▶ **Instruction**
Copy out every line below that contains the string "outline". Case counts.

▶ **Excerpted records**
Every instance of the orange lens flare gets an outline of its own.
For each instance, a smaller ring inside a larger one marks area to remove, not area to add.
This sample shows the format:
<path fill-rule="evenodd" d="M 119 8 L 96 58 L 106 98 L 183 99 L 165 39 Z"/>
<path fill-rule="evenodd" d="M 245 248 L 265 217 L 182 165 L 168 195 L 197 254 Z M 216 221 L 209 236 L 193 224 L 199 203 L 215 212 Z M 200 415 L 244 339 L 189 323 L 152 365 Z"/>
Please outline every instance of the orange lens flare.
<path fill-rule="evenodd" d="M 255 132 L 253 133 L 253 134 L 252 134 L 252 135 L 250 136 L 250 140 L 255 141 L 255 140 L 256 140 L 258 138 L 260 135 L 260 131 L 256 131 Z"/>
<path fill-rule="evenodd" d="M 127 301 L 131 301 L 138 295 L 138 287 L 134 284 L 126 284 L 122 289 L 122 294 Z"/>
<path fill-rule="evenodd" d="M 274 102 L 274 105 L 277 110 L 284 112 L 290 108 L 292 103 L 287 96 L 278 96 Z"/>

▶ **Result for this task**
Every instance of the orange lens flare gets an outline of its own.
Please outline every instance of the orange lens flare.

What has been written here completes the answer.